BRIEF 1: Reproduce word for word the part of the piece on enjoying the outdoors during Covid-19 that opens with the words containing "Although you should" and closes with "stress and anxiety.".
BRIEF 2: Put this sentence from the piece on enjoying the outdoors during Covid-19 into Spanish: "For example, pick two or three different hikes in the same general area."
BRIEF 3: In the piece on enjoying the outdoors during Covid-19, what does the U.S. Forest Service recommend doing before heading out?

PAGE EXCERPT:
------------------------------------------------------------

Social distancing doesn’t mean you have to be stuck indoors all the time.
Although you should follow all official health orders and guidelines for your local area, getting into the great outdoors amidst the coronavirus pandemic can be done safely – and there’s simply no denying it’s physical and mental health benefits.
Here’s how to responsibly enjoy social distancing outdoors during Covid-19.
Try Forest Bathing
Start simple. Forest bathing can be practiced by simply stepping outside your front door, although visiting an actual forest is best. This age-old technique is a type of nature therapy focused on slowing down your mind, being present in the current moment, and soaking in the sights, smells, tastes, textures, and sounds of the forest around you. It’s a fantastic way to reduce stress and anxiety.
Start Local, Stay Local
As more outdoor activities open in your state, official guidelines still urge you to stay close to home, ideally within your county, at least for now. Start with quick trips to nearby forests, beaches, and other natural areas close to home. As things continue to reopen, expand to outings that require a single tank of gas roundtrip. This allows you to get out of town but minimize interactions with communities you pass through while traveling.
Have a Plan B (and a Plan C)
The U.S. Forest Service recommends coming up with at least one backup plan before heading out. For example, pick two or three different hikes in the same general area. This way, if one trail is too busy, you have a plan B and a plan C that are likely less so. Don’t be afraid to turn around and head home if all trails are too busy, although NPR claims that outdoor exercise and camping are low risk activities with proper social distancing.

------------------------------------------------------------

DATA FOR REVIEW:
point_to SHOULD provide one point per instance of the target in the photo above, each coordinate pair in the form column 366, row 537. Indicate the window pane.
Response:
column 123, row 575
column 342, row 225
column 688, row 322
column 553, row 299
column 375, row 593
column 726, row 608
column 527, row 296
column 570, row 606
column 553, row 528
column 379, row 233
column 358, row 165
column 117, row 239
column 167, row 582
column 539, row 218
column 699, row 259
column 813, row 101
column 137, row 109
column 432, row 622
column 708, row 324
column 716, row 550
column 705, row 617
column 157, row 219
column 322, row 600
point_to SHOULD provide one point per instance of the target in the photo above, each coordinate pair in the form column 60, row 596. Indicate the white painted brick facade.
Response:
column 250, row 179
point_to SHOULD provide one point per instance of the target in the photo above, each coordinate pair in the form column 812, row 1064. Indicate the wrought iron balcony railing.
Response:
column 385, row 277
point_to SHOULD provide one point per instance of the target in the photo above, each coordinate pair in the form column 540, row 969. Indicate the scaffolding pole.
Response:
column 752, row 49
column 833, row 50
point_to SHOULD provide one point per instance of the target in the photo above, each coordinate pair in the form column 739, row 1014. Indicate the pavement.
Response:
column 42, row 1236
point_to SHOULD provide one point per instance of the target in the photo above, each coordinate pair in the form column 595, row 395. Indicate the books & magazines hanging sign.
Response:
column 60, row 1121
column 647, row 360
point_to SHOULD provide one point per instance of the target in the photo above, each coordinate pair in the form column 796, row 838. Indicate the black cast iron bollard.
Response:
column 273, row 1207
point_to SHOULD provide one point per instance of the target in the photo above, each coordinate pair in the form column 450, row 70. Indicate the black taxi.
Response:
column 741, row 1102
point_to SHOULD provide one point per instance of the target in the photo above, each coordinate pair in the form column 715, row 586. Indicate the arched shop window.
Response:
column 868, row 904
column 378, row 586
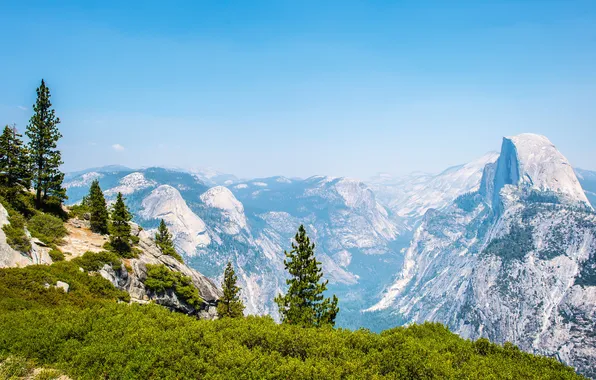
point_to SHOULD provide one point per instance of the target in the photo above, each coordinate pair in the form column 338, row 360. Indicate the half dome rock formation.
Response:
column 514, row 261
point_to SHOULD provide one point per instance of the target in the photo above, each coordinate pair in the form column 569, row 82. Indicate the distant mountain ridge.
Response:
column 371, row 236
column 514, row 261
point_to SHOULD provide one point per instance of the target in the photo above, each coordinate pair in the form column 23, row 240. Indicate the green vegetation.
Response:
column 47, row 228
column 304, row 303
column 32, row 287
column 43, row 134
column 98, row 209
column 14, row 368
column 230, row 305
column 163, row 239
column 160, row 279
column 92, row 261
column 14, row 162
column 81, row 210
column 120, row 237
column 86, row 334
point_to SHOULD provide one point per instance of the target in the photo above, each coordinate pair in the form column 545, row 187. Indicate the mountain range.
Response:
column 502, row 247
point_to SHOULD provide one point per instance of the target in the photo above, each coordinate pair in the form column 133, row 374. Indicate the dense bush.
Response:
column 86, row 334
column 149, row 342
column 160, row 279
column 47, row 228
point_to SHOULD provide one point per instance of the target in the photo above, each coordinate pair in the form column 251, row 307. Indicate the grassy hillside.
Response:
column 87, row 333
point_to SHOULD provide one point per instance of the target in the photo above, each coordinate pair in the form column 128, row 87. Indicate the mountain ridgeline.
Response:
column 501, row 247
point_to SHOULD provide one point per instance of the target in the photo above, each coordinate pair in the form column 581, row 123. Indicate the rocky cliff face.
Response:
column 251, row 223
column 514, row 261
column 132, row 274
column 132, row 279
column 12, row 258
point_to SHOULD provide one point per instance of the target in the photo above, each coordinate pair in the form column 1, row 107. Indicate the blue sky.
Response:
column 297, row 88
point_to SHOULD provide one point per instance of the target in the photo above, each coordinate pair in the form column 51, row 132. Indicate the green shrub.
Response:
column 47, row 374
column 47, row 228
column 94, row 261
column 14, row 368
column 109, row 340
column 79, row 211
column 56, row 255
column 160, row 279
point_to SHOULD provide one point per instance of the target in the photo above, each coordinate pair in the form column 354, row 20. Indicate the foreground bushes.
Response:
column 143, row 342
column 160, row 279
column 86, row 334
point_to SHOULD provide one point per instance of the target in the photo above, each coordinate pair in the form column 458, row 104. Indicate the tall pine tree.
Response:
column 304, row 304
column 120, row 237
column 230, row 305
column 46, row 159
column 14, row 168
column 163, row 240
column 98, row 209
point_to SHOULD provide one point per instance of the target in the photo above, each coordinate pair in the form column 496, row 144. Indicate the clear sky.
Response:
column 296, row 88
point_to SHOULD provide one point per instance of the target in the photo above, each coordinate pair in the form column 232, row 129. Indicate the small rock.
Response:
column 63, row 285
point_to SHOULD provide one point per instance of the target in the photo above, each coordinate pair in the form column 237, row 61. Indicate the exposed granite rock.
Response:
column 9, row 257
column 132, row 279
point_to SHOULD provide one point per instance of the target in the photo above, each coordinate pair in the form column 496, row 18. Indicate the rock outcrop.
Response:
column 133, row 273
column 9, row 257
column 514, row 261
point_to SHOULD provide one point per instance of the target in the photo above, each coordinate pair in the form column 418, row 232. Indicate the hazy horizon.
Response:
column 298, row 89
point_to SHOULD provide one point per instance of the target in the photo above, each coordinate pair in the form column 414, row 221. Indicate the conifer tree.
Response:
column 46, row 159
column 98, row 209
column 14, row 168
column 304, row 304
column 163, row 239
column 230, row 305
column 120, row 237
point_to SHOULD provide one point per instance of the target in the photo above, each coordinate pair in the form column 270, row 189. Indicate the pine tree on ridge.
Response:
column 230, row 305
column 304, row 303
column 98, row 209
column 120, row 232
column 46, row 159
column 163, row 240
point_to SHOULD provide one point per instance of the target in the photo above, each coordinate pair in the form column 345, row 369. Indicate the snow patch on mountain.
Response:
column 129, row 184
column 189, row 231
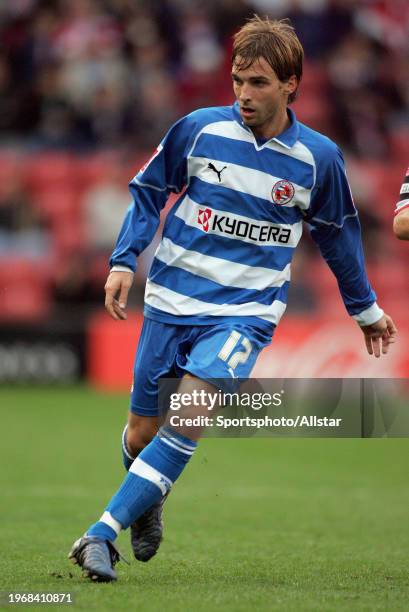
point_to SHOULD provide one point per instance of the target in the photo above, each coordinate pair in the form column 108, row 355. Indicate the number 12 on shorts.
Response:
column 229, row 353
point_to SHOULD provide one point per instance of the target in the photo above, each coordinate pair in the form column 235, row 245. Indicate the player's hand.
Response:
column 116, row 293
column 380, row 335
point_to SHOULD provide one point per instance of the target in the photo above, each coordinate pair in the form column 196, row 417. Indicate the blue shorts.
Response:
column 210, row 352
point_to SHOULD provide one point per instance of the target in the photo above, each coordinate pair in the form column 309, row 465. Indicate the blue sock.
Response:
column 127, row 458
column 150, row 477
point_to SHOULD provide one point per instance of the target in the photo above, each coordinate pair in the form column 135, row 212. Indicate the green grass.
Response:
column 267, row 524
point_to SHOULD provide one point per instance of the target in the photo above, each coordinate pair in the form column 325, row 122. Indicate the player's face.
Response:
column 262, row 97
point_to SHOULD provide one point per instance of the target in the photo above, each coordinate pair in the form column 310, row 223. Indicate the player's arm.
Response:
column 335, row 227
column 165, row 172
column 401, row 220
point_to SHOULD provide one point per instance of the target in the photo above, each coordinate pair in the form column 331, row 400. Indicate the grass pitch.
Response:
column 268, row 524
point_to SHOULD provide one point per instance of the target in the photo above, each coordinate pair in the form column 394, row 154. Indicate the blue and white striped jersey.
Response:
column 228, row 241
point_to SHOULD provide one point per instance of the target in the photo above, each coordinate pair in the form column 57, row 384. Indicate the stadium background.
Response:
column 87, row 90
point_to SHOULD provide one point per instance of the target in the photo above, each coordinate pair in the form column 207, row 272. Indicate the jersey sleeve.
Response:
column 335, row 228
column 403, row 202
column 163, row 173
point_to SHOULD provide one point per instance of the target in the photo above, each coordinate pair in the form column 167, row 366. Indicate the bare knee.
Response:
column 141, row 430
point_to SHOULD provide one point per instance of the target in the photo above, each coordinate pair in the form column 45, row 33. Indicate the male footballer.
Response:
column 248, row 176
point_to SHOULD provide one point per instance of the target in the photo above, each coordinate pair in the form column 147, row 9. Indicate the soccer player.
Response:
column 401, row 220
column 248, row 175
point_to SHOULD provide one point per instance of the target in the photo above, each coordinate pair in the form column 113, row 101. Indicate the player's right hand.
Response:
column 380, row 335
column 116, row 293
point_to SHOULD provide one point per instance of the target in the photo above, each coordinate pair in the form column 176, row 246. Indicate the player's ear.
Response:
column 290, row 85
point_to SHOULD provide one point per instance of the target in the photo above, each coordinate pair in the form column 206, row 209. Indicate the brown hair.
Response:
column 275, row 41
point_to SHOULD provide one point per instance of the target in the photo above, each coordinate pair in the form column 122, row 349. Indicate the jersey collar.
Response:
column 287, row 139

------------------------------------------------------------

WRITTEN SOLUTION 1:
Although you should follow all official health orders and guidelines for your local area, getting into the great outdoors amidst the coronavirus pandemic can be done safely – and there’s simply no denying it’s physical and mental health benefits.
Here’s how to responsibly enjoy social distancing outdoors during Covid-19.
Try Forest Bathing
Start simple. Forest bathing can be practiced by simply stepping outside your front door, although visiting an actual forest is best. This age-old technique is a type of nature therapy focused on slowing down your mind, being present in the current moment, and soaking in the sights, smells, tastes, textures, and sounds of the forest around you. It’s a fantastic way to reduce stress and anxiety.

WRITTEN SOLUTION 2: Por ejemplo, elige dos o tres caminatas diferentes en la misma zona general.

WRITTEN SOLUTION 3: Coming up with at least one backup plan.